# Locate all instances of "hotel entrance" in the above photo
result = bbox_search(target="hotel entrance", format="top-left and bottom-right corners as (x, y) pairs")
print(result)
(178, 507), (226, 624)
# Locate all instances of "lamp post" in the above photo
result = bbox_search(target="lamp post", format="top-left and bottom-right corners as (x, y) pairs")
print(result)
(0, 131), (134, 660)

──────────────────────────────

What you are asked to do: Would you write out the whole listing word for word?

Solution for this problem:
# Locate all instances of "hotel entrance" in the above photo
result = bbox_search(target="hotel entrance", format="top-left and bottom-right corners as (x, y) pairs")
print(result)
(178, 507), (226, 624)
# Locate all instances of "lamp post" in the above photo
result = bbox_search(target="lamp post", format="top-left and bottom-right corners as (x, y) pairs")
print(result)
(0, 131), (134, 660)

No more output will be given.